- Extracted text -
══════
Published on 12:00 AM, November 20, 2022

Remittance, export to go up slightly in Q2

Imports will also rise, MCCI projects

Bangladesh's export and remittance receipts and import payments may increase slightly in the second quarter of the current fiscal year, according to a projection of the Metropolitan Chamber of Commerce and Industry, Dhaka (MCCI). 

The country's oldest chamber made the projection in its review of the economic situation for the July-September quarter.

Although the increase in exports and remittances would be a positive development for the country, the slight rise in import bills would not bode well for the economy.

The MCCI said the economy is gradually trying to overcome the difficulty caused by the Covid-19 pandemic and the war between Russia and Ukraine. Therefore, the performances of the selected economic indicators are mixed.

The foreign exchange reserves are likely to fall in November due to the payment to the Asian Clearing Union against imports.

On November 7, reserves slipped to around $34.5 billion after the central bank cleared $1.3 billion worth of import bills.

The foreign exchange reserves are likely to fall in November due to the payment to the Asian Clearing Union against imports, the MCCI said

The decline in reserves is adding to financial strains the country is already facing for a record current account deficit amid a sharp depreciation of the local currency against the US dollar, said the MCCI.

The reserves may improve to $35.99 billion at the end of December, it projected.

In another encouraging sign, inflation could go down slightly in the second quarter of the current fiscal year and may stand at 8.95 per cent in November and fall further to 8.80 per cent in December.

According to the Bangladesh Bureau of Statistics, inflation was 8.91 per cent in October.

The tapering of the global pandemic and the Russia-Ukraine war on its close heels were the strongest drivers behind the price rises across the world and in Bangladesh.

Alleged price-fixing in the domestic market made the situation far worse, said the MCCI.
══════
- Source material -
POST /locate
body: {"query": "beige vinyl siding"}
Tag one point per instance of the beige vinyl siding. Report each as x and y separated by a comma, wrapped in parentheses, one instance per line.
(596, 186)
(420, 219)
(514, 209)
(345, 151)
══════
- Directions -
Please state the foreign exchange reserve level that the MCCI projects for the end of December in the article on remittance and export projections.

- Your solution -
$35.99 billion